_Document segment_:
Sunday, February 25, 2007

Republican Columnist Sees A Lot of Pissed-Off Indians in His Future

Ben Stein watched TV in a hotel, fell asleep, and dreamt class war. Well almost. This is America, the classless society. But the New York Times's Ben Stein got upset nonetheless.

I recognize the experience: he doesn't watch much TV (at the moment I'm restricted to DVDs of last season's Battleship Galactica), he gets his news from places like the Wall Street Journal and the New York Times, and then he's by himself in a Houston hotel and clicks on the TV:
I watched a show called “The Big Idea With Donny Deutsch.” It was about lavish parties. Now, you remember how we were having those tax cuts for the very rich so they could invest more and make America grow? Remember that?

Well, surprise! Some of that money is going to lavish Sweet 16 parties and $10 million bat mitzvahs, with Tom Petty and Kenny G and private jets flying the guests around. Five-hundred-thousand-dollar parties in New York and Malibu are no longer at all unusual. Even million-dollar parties for the rich are not out of the ordinary, according to the party planners on the show.

_Written instruction 1_: List every person named in the Ben Stein post.
_Written instruction 2_:
Answer each question from the Ben Stein post.
(a) In which city was the hotel where Stein turned on the TV?
(b) What was the subject of the Donny Deutsch show?
(c) Which two newspapers does Stein get his news from?
_Written instruction 3_: Continue the Ben Stein post from its last sentence.

_Stored rows_:
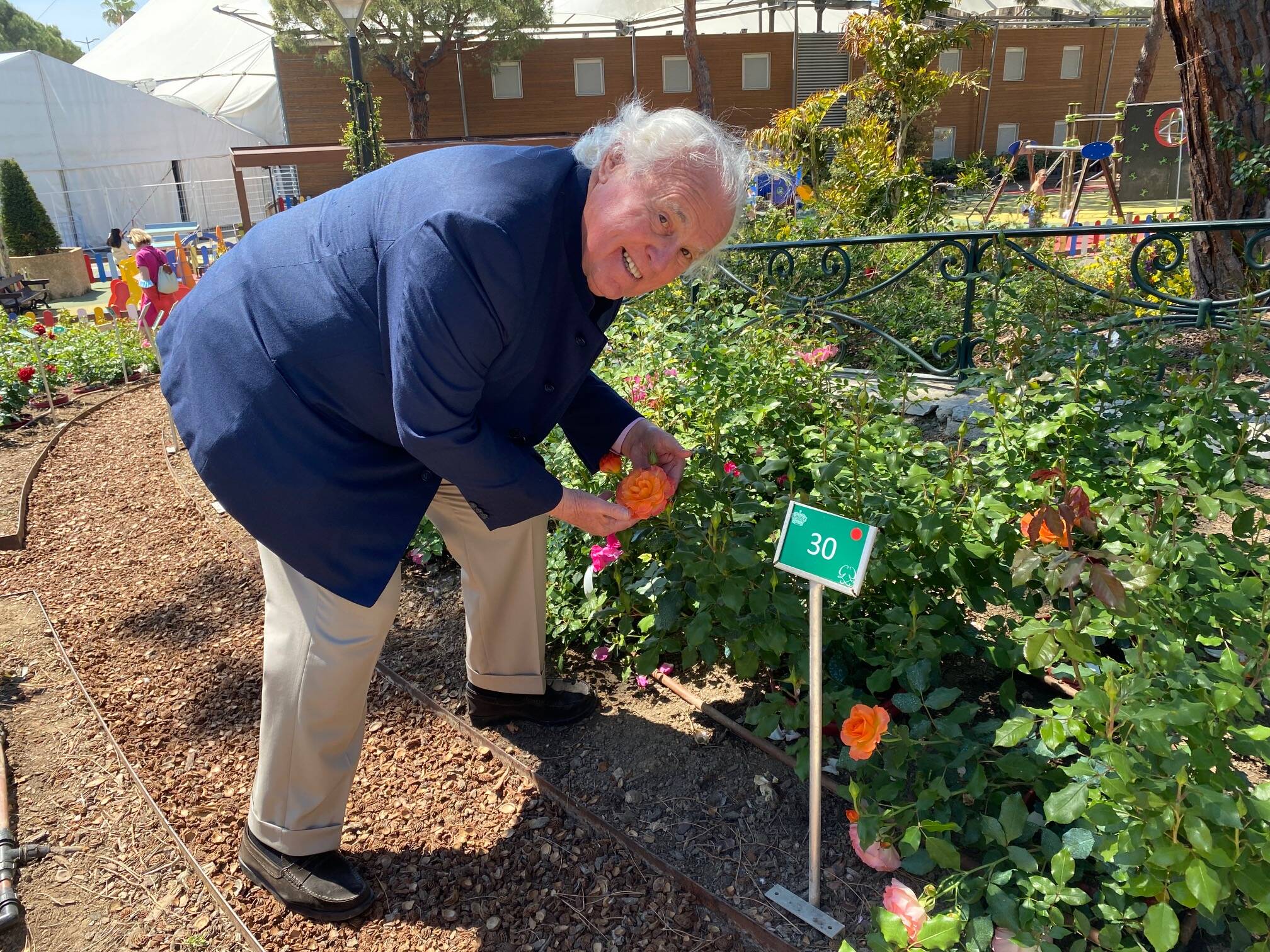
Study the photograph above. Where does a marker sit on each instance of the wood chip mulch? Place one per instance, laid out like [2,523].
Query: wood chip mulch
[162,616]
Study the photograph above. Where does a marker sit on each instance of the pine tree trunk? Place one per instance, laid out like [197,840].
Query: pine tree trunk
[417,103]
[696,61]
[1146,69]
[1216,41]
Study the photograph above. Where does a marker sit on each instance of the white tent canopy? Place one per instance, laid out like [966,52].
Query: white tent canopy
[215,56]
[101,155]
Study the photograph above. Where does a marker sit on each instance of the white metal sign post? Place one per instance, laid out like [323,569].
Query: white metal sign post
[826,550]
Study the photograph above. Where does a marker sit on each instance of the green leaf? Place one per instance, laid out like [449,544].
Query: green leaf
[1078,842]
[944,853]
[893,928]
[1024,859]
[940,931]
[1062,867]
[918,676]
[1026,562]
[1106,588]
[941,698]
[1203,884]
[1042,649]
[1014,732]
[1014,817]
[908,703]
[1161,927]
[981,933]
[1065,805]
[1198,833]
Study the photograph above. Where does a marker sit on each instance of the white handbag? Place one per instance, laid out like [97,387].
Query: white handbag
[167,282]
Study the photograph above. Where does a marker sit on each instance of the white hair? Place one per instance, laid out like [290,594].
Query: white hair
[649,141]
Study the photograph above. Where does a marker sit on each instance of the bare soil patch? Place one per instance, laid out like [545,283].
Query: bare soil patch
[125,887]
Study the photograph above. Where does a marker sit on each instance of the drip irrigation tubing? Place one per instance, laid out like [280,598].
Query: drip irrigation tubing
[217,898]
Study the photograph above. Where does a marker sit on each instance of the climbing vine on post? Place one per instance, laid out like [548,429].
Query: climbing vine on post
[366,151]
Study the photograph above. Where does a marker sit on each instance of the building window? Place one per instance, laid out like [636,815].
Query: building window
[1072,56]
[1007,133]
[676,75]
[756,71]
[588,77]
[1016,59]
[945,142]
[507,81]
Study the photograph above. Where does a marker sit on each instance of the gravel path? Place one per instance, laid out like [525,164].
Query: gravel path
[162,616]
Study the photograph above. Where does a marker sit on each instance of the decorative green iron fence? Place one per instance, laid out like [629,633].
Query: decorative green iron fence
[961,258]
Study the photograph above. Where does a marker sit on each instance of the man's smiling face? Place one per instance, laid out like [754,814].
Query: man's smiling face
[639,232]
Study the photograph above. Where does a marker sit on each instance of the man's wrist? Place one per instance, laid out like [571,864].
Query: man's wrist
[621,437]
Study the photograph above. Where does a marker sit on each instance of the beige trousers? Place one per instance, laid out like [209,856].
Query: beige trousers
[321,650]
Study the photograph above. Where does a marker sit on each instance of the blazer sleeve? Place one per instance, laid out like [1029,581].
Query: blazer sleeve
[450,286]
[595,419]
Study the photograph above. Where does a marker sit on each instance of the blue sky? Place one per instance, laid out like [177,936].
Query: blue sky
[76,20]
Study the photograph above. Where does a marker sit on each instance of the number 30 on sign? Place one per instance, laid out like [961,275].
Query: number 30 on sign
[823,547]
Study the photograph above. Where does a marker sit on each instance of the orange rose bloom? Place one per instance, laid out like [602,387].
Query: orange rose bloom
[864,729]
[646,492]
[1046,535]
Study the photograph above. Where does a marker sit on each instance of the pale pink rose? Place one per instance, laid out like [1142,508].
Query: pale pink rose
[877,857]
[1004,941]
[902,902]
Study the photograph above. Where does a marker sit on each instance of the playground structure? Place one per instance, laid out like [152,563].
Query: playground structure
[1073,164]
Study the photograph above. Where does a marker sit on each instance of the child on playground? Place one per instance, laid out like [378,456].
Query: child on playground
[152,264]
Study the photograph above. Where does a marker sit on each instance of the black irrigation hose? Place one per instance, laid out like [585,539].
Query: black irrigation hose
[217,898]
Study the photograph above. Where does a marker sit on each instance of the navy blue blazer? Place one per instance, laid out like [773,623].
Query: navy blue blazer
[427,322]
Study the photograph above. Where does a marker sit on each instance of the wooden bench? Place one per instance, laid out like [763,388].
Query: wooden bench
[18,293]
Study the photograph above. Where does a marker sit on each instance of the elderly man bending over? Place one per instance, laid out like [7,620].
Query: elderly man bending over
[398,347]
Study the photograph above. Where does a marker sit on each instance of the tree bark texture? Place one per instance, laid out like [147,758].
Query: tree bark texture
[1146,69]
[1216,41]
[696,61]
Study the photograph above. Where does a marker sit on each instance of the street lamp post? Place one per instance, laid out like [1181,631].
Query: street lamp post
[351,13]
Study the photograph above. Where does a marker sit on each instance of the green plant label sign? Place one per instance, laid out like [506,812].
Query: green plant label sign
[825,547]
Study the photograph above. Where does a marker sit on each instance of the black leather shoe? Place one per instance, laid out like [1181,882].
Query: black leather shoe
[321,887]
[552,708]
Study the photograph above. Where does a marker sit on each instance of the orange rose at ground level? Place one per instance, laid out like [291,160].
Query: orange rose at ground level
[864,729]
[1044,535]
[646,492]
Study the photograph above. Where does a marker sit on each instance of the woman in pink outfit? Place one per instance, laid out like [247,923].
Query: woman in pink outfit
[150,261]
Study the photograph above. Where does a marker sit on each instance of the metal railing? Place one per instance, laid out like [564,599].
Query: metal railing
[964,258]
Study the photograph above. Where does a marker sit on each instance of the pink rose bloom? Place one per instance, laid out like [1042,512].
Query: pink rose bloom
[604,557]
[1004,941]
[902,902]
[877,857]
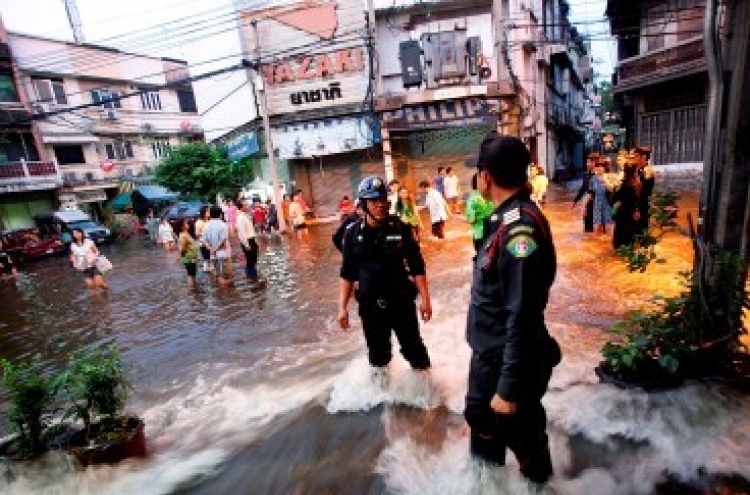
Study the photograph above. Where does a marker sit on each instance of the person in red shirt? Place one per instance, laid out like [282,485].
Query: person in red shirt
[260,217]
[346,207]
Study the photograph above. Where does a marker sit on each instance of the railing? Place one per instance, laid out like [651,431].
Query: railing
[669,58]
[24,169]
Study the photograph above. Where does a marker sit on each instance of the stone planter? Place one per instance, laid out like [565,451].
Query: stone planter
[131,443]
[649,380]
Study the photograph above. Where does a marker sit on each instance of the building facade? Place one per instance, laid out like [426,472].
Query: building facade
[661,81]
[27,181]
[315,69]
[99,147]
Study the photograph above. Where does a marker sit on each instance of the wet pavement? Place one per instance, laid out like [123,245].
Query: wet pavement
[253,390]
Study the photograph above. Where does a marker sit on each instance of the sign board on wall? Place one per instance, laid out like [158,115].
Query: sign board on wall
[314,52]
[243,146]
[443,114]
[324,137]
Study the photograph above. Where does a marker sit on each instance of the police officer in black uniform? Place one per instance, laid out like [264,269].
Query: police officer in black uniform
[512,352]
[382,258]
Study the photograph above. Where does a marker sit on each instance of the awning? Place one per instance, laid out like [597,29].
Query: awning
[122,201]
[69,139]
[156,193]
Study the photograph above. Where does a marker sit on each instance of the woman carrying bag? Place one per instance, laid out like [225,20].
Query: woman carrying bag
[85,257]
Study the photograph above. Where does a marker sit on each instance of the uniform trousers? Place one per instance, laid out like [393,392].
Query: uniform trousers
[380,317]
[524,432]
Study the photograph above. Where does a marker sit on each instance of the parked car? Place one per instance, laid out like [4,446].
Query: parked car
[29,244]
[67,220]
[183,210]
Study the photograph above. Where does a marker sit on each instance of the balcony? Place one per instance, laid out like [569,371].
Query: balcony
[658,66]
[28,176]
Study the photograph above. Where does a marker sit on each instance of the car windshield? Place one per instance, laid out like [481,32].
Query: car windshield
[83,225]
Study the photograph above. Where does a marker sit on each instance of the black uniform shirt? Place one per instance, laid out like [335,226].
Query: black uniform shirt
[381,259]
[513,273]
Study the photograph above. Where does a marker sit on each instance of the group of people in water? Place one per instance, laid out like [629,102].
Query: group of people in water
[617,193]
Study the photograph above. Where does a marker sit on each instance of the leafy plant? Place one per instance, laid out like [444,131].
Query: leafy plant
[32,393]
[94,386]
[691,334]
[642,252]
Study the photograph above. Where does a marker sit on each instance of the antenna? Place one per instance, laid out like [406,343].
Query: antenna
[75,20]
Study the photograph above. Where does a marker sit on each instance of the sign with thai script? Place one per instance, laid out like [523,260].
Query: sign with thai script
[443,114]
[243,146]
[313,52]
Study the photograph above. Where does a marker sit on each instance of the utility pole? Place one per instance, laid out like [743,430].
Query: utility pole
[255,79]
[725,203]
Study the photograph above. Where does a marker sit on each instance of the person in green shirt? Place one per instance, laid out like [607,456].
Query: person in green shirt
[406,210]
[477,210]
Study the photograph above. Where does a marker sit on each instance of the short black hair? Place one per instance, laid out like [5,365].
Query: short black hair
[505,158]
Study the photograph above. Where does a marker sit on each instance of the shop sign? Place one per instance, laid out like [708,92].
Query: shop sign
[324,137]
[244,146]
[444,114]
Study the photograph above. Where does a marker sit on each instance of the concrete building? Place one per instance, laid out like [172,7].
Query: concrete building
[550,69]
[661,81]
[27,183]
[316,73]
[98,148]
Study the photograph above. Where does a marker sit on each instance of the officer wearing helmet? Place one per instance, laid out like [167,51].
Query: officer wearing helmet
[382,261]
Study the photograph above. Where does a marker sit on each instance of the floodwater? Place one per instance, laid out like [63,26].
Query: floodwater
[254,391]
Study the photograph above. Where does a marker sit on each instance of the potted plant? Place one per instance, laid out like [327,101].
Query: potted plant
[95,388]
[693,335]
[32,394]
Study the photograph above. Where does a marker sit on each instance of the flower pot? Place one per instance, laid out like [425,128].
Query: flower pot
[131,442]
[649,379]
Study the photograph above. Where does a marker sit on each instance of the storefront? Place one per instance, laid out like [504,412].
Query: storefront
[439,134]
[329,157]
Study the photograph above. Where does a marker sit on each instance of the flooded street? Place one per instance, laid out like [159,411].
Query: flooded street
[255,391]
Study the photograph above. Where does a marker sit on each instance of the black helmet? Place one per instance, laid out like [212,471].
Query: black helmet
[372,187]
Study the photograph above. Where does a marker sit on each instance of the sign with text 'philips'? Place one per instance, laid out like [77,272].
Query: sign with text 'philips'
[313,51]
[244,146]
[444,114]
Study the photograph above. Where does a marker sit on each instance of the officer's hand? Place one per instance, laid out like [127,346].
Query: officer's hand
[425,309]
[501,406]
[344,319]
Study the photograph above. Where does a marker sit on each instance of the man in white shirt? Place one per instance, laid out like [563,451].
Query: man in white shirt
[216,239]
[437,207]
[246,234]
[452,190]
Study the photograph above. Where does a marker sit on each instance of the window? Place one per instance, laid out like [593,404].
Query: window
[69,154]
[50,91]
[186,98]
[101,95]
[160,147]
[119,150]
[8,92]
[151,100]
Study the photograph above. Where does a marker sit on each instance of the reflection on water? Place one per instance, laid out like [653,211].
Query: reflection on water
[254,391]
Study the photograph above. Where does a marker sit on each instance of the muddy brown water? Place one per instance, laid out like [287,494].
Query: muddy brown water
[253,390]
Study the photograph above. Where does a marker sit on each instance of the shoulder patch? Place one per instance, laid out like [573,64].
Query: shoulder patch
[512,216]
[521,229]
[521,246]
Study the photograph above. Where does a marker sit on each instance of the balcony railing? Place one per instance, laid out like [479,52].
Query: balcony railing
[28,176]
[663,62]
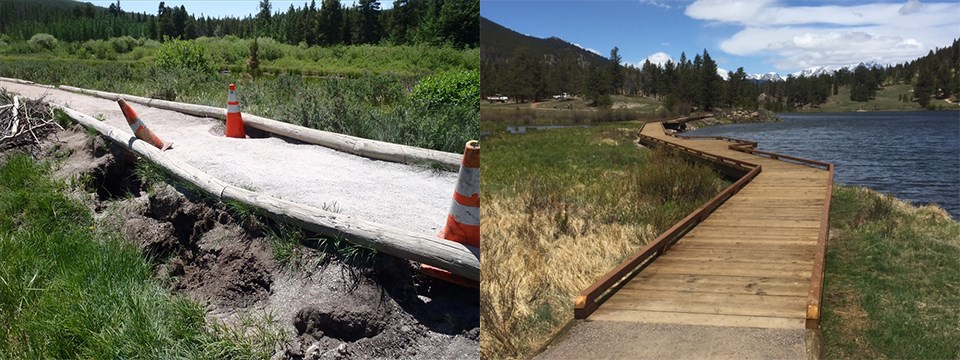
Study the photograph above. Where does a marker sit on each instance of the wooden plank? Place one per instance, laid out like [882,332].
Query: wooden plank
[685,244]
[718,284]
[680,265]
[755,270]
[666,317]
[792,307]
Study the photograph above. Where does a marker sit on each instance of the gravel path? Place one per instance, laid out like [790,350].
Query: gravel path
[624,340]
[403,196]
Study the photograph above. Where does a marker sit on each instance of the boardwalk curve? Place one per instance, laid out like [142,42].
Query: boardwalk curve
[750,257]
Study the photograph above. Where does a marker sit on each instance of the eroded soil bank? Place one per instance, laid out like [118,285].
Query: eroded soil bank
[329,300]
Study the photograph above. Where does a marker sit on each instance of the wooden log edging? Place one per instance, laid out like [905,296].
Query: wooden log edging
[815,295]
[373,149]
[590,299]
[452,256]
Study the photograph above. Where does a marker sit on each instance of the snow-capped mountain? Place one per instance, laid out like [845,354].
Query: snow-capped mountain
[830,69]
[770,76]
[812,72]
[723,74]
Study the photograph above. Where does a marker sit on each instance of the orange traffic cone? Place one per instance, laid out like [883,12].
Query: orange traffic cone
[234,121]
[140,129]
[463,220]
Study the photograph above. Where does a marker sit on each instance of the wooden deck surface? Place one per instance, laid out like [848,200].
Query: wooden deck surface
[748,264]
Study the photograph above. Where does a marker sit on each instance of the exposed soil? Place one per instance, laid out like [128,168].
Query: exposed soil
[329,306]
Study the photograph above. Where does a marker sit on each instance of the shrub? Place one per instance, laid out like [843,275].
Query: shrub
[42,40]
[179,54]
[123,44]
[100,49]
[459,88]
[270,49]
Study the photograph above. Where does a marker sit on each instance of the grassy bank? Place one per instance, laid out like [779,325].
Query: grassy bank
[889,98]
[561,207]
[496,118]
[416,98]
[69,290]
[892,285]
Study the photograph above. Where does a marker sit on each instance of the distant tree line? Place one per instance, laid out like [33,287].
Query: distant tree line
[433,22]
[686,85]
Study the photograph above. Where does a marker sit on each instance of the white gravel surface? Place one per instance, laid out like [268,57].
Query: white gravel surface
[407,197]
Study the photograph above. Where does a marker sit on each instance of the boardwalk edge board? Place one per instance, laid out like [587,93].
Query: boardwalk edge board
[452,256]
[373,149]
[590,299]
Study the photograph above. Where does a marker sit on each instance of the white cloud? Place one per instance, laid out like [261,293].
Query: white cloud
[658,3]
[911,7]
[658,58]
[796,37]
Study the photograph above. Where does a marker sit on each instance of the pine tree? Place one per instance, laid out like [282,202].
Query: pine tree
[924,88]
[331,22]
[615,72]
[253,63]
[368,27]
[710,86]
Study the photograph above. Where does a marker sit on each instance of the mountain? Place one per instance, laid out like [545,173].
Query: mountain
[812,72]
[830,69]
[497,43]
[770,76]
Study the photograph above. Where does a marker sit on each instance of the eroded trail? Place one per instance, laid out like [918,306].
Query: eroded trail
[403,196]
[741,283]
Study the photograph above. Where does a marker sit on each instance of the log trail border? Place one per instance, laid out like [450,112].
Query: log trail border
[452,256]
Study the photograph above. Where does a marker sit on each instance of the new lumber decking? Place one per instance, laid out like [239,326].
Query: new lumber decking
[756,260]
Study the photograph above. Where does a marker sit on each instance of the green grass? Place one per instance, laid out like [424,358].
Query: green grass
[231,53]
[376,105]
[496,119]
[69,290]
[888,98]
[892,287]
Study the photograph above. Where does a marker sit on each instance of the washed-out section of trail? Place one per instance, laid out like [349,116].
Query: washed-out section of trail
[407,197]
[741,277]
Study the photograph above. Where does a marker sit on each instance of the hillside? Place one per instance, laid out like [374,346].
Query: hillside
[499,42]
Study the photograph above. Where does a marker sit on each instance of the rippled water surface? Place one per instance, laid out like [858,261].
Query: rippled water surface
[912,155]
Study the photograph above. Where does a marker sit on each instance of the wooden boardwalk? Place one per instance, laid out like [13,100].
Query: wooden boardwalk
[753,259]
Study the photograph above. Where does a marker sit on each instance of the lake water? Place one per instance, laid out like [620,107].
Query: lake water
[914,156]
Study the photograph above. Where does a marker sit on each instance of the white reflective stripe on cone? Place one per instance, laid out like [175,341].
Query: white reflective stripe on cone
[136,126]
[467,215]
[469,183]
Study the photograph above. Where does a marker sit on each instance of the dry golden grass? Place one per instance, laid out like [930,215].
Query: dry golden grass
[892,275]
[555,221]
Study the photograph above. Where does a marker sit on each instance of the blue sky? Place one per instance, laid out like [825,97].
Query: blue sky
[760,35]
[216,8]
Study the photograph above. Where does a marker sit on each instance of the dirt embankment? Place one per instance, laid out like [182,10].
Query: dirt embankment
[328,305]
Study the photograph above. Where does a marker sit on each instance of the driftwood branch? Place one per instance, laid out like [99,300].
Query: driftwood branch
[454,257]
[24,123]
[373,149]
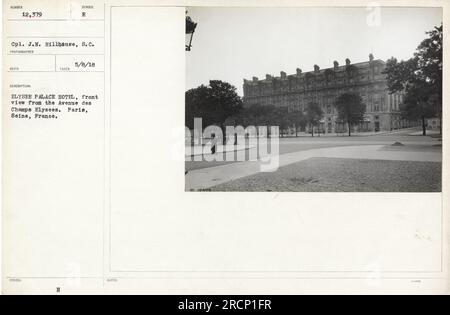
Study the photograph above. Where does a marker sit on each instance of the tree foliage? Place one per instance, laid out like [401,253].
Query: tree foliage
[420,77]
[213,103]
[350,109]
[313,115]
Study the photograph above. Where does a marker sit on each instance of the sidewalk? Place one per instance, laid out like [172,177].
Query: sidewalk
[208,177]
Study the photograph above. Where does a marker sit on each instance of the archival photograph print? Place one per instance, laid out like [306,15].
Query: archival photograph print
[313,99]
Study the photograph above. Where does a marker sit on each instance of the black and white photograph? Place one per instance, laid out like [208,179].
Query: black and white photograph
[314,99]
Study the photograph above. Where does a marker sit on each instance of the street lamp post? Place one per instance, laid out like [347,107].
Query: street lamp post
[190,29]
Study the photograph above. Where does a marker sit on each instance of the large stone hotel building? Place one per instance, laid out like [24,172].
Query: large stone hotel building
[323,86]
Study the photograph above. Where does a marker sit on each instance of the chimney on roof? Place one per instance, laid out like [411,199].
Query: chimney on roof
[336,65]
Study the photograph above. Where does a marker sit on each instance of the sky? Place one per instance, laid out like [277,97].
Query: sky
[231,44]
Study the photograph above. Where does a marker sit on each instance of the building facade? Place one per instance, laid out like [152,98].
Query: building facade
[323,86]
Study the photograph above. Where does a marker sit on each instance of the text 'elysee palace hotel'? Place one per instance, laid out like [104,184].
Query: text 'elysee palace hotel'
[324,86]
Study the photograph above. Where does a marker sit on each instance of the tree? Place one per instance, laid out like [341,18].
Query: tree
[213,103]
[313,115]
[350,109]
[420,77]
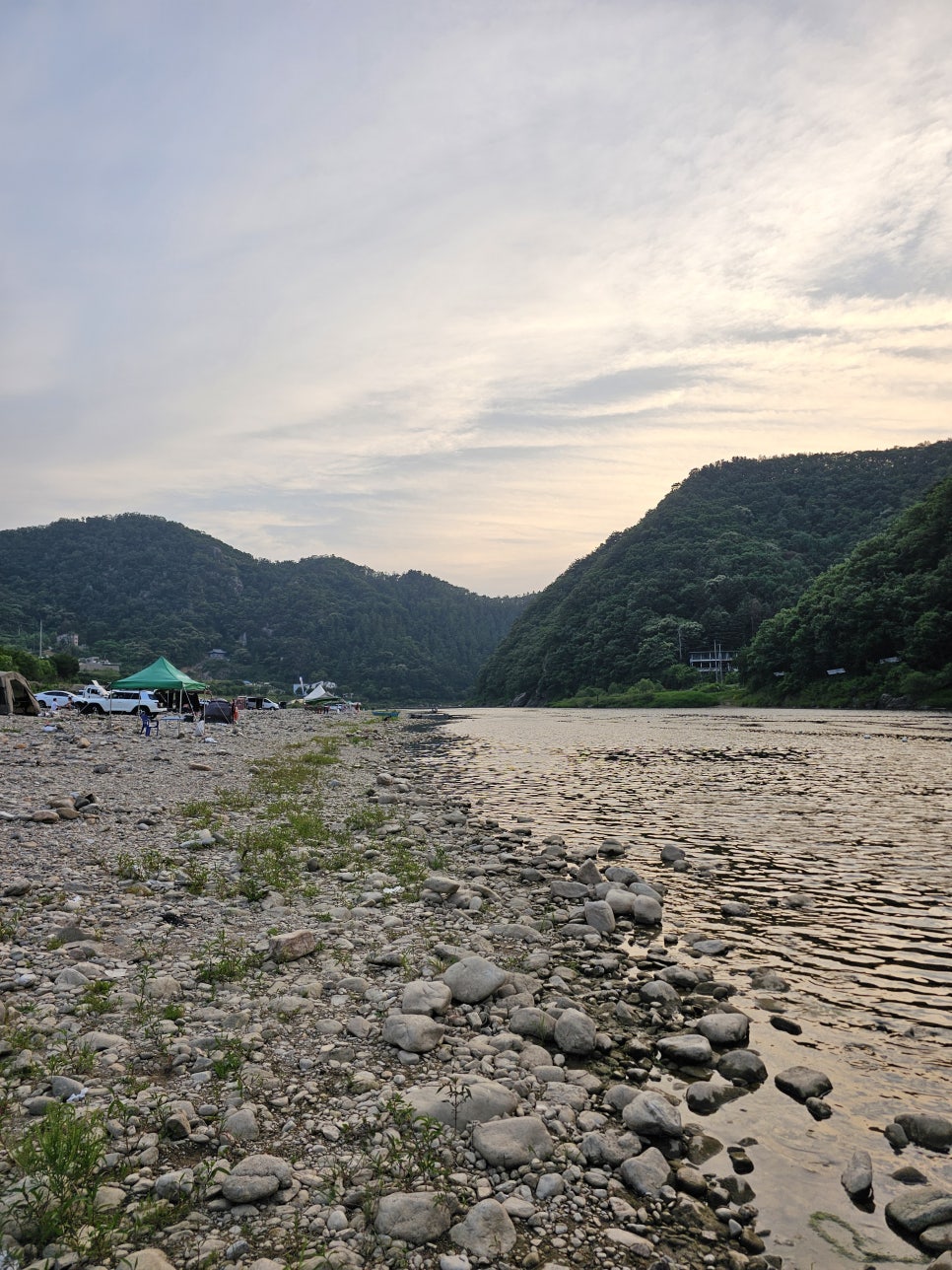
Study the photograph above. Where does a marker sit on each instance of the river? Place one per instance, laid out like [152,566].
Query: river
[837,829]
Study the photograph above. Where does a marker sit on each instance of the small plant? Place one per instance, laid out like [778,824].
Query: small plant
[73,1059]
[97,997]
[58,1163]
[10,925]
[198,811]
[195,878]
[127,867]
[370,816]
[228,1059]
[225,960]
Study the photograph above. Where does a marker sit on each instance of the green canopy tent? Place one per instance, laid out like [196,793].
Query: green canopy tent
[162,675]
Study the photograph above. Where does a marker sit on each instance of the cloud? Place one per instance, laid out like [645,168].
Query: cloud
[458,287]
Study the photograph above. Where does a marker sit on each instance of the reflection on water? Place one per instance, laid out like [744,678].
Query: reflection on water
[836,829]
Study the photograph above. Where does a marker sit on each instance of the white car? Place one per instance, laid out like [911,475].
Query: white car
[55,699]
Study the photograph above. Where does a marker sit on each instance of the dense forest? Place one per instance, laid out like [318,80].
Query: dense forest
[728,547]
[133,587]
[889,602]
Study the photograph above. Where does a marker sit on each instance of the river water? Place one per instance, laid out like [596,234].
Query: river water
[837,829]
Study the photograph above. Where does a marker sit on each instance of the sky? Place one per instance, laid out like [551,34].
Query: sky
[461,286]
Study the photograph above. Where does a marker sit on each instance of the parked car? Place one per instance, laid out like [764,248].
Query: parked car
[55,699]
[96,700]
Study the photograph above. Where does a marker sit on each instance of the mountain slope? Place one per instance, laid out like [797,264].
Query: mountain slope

_Reply 1_: Ben Stein, Donny Deutsch, Tom Petty, Kenny G

_Reply 2_:
(a) Houston
(b) Lavish parties
(c) The Wall Street Journal and the New York Times

_Reply 3_:
I started to feel hysterical. Is this what America is all about? We’re in a war and we cut taxes to stimulate the economy — and it probably did — and we are having million-dollar parties at home while our soldiers are paid starvation wages to offer up their lives in Iraq? We’re in a war and the government cannot afford to pay for adequate training for our soldiers, but the society at home is routinely having million-dollar weddings and bar mitzvahs?

Can anyone say “The Decline and Fall of the Roman Empire”?

We are creating a debt that is about $3 trillion greater than it was when Bill Clinton left office, and one sequel is $10 million birthday parties? Is this what supply-side is all about? To obligate future generations so our generation can have $10 million parties for teenagers?
Yes it is, Ben, what's the matter with you! Our children will be much much richer than we are so who cares? In America, freedom means freedom to spend your money any way you want. So if you spend on a party in one day what it would take ten people making the average American wage of $1 million per year a whole year to earn, so be it. After all, the same free market that creates $10 million kid parties has brought the average annual wage in America to $1 million. So if ten people work a total of 3000 days for a one-day party, what's the problem?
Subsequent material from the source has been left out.